:: Task item ::
When you reach a picture, pass over it; otherwise repeat the listing word for word.

:: Data under study ::
● ● ● ● ● ● ●

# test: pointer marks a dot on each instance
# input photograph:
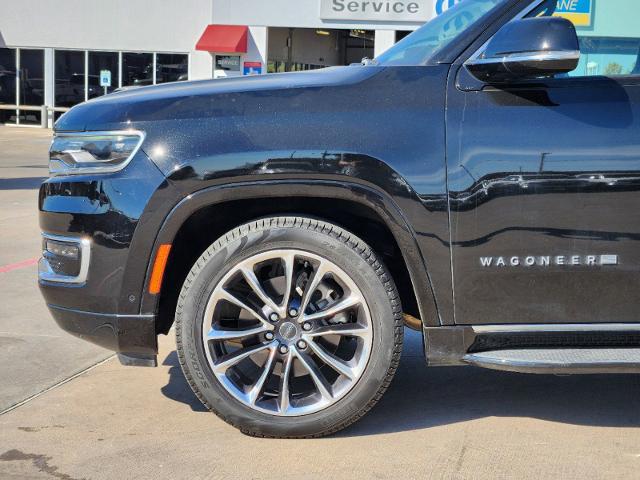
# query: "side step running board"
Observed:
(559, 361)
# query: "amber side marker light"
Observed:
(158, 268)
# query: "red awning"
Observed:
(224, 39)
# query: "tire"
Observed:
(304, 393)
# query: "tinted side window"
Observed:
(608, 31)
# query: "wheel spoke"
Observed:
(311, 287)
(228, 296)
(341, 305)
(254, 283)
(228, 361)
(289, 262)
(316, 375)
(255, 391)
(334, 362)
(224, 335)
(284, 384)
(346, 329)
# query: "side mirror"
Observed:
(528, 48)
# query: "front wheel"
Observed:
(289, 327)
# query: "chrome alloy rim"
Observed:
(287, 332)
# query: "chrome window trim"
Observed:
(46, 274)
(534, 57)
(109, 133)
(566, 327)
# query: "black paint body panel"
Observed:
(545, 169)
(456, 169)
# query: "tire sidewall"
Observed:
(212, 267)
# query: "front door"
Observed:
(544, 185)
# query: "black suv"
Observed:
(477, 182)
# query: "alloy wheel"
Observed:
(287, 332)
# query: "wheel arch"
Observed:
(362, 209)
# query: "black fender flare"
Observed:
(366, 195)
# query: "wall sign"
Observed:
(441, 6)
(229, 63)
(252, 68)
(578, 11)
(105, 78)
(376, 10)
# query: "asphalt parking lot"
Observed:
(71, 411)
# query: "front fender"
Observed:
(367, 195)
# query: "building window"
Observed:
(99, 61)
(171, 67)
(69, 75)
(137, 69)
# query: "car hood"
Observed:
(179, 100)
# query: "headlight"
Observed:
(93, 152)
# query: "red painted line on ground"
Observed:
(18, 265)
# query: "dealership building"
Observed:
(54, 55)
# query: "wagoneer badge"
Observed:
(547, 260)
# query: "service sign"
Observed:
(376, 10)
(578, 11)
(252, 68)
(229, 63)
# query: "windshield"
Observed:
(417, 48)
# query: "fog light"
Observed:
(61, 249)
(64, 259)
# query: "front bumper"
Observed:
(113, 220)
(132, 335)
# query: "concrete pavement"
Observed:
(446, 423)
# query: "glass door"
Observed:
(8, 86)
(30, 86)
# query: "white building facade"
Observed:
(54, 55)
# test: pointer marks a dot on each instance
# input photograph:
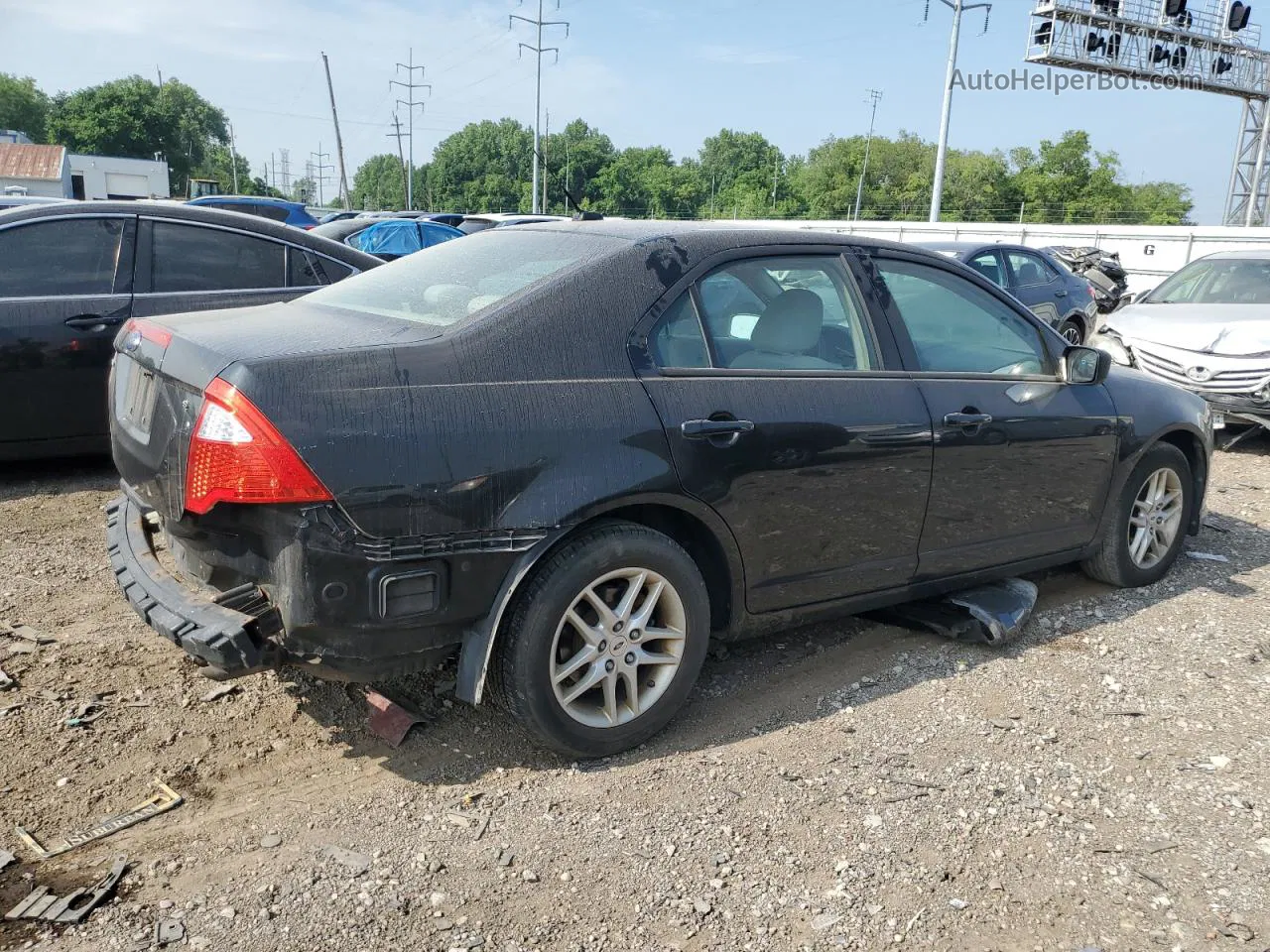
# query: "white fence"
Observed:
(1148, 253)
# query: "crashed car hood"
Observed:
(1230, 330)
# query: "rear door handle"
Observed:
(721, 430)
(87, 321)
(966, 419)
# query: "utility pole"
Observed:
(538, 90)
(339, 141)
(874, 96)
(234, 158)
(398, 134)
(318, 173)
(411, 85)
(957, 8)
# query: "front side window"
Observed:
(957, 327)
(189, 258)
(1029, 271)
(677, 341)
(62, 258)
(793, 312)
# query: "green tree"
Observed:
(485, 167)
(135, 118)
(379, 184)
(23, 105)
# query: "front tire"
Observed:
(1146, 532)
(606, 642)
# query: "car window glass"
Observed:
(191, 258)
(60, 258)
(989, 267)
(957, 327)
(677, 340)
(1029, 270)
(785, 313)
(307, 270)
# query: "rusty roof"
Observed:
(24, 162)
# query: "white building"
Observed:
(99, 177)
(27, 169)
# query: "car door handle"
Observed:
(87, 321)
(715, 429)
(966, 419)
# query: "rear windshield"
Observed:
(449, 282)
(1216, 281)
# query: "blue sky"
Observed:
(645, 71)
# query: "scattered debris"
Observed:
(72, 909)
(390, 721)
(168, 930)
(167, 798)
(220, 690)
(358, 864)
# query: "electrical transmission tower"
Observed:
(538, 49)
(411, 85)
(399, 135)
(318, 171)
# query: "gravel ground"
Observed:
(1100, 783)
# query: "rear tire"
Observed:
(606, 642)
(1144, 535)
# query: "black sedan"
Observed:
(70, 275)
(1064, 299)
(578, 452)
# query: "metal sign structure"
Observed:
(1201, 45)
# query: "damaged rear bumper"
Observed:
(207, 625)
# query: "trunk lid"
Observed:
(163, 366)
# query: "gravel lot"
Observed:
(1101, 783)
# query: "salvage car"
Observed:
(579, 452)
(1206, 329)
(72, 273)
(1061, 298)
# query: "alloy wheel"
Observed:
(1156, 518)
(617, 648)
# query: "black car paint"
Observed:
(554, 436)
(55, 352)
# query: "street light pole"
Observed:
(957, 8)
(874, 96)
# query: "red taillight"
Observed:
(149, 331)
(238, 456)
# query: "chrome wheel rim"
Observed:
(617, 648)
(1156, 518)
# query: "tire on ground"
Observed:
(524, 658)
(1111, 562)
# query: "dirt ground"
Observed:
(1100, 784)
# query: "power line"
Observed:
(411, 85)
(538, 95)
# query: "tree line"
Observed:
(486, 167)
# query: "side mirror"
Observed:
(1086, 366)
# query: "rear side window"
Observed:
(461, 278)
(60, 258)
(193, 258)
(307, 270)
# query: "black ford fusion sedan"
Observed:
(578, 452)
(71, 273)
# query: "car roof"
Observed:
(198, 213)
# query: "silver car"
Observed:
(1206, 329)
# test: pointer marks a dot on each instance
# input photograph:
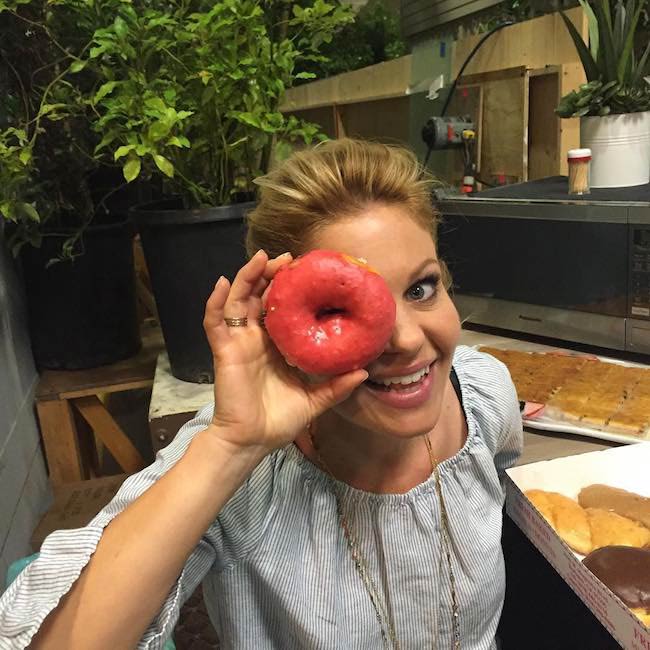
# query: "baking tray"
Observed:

● ● ● ● ● ● ●

:: Output below ::
# test: pointer marks a dot on each instance
# input photograph:
# query: "side step running board"
Observed:
(559, 361)
# query: "amber side marker light"
Observed:
(158, 268)
# query: "red awning"
Observed:
(224, 39)
# query: "tire"
Observed:
(304, 393)
# query: "tinted side window"
Observed:
(608, 31)
# query: "wheel spoke"
Observed:
(311, 287)
(228, 296)
(341, 305)
(254, 283)
(228, 361)
(289, 262)
(316, 375)
(255, 391)
(334, 362)
(224, 335)
(284, 384)
(346, 329)
# query: "side mirror"
Observed:
(528, 48)
# query: "front wheel"
Observed:
(289, 327)
# query: "chrome alloy rim"
Observed:
(287, 332)
# query: "chrome window trim"
Observed:
(46, 274)
(534, 57)
(109, 133)
(566, 327)
# query: "black paint body panel"
Observed:
(545, 169)
(456, 169)
# query: "tire sidewall"
Observed:
(212, 267)
# query: "front door"
Observed:
(544, 185)
# query: "black suv"
Observed:
(477, 182)
# query: "alloy wheel"
Observed:
(287, 332)
# query: "wheel arch"
Observed:
(362, 209)
# query: "black fender flare"
Observed:
(366, 195)
# query: "wall sign"
Observed:
(441, 6)
(229, 63)
(252, 68)
(578, 11)
(105, 78)
(376, 10)
# query: "asphalt parking lot"
Observed:
(71, 411)
# query: "front fender"
Observed:
(367, 195)
# query: "building window"
Observed:
(99, 61)
(171, 67)
(69, 75)
(137, 69)
# query: "car hood"
Observed:
(179, 100)
# query: "headlight"
Observed:
(93, 152)
# query: "red painted line on ground"
Observed:
(18, 265)
# query: "dealership building"
Observed:
(54, 55)
# query: "wagoneer badge"
Observed:
(547, 260)
# query: "service sign"
Observed:
(376, 10)
(578, 11)
(252, 68)
(229, 63)
# query: "windshield"
Observed:
(417, 48)
# query: "fog light"
Observed:
(61, 249)
(64, 259)
# query: "front bumper"
Observed:
(113, 220)
(132, 335)
# query: "concrete pavement"
Observed:
(446, 423)
# query: "glass door"
Observed:
(8, 86)
(30, 86)
# query: "white building facade"
Observed:
(54, 55)
# test: pointer marks a dot on each instance
# input photograph:
# query: "white fence"
Observed:
(1148, 253)
# query: "crashed car hood"
Observed:
(1230, 330)
# query: "rear door handle"
Observed:
(721, 430)
(87, 321)
(966, 419)
# query: "utility pole"
Observed:
(538, 90)
(339, 141)
(874, 96)
(234, 158)
(398, 134)
(318, 173)
(411, 85)
(957, 8)
# query: "front side window"
Observed:
(957, 327)
(189, 258)
(1029, 271)
(677, 341)
(62, 258)
(793, 312)
# query: "green tree"
Observed:
(485, 167)
(135, 118)
(379, 184)
(23, 105)
# query: "front tire"
Observed:
(1146, 532)
(606, 642)
# query: "car window glass"
Observed:
(191, 258)
(60, 258)
(989, 267)
(957, 327)
(677, 340)
(1029, 270)
(785, 313)
(307, 270)
# query: "rusty roof"
Observed:
(24, 162)
# query: "white building"
Observed:
(99, 177)
(27, 169)
# query: "car door handle"
Observed:
(87, 321)
(715, 429)
(966, 419)
# query: "rear windshield"
Observed:
(449, 282)
(1216, 281)
# query: "blue sky"
Observed:
(645, 71)
# query: "scattered debris"
Observed:
(72, 909)
(390, 721)
(168, 930)
(167, 798)
(220, 690)
(358, 864)
# query: "electrical transmission tower"
Observed:
(538, 49)
(411, 85)
(399, 135)
(318, 171)
# query: "gravel ground"
Observed:
(1100, 783)
# query: "rear tire"
Observed:
(606, 642)
(1144, 535)
# query: "black sedan"
Observed:
(70, 275)
(1064, 299)
(578, 452)
# query: "metal sign structure"
Observed:
(1201, 45)
# query: "damaged rear bumper"
Observed:
(207, 625)
# query: "trunk lid"
Observed:
(163, 366)
# query: "gravel lot"
Observed:
(1101, 783)
# query: "salvage car"
Observed:
(579, 452)
(1206, 329)
(72, 273)
(1061, 298)
# query: "alloy wheel"
Observed:
(1156, 518)
(617, 648)
# query: "black car paint"
Observed:
(554, 436)
(55, 352)
# query: "street light pole"
Observed:
(957, 8)
(874, 96)
# query: "red taillight"
Observed:
(149, 331)
(238, 456)
# query: "chrome wheel rim"
Observed:
(617, 648)
(1156, 518)
# query: "tire on ground"
Observed:
(524, 658)
(1111, 562)
# query: "dirt ground"
Observed:
(1100, 784)
# query: "power line"
Observed:
(411, 85)
(538, 95)
# query: "tree line"
Observed:
(486, 167)
# query: "side mirror"
Observed:
(1086, 366)
# query: "rear side window"
Observed:
(461, 278)
(60, 258)
(193, 258)
(307, 270)
# query: "black ford fusion sedan"
Observed:
(578, 452)
(71, 273)
# query: "car roof"
Observed:
(198, 213)
# query: "silver car"
Observed:
(1206, 329)
# test: pointer marks a dot on each instance
# input photograph:
# query: "baking tray"
Observed:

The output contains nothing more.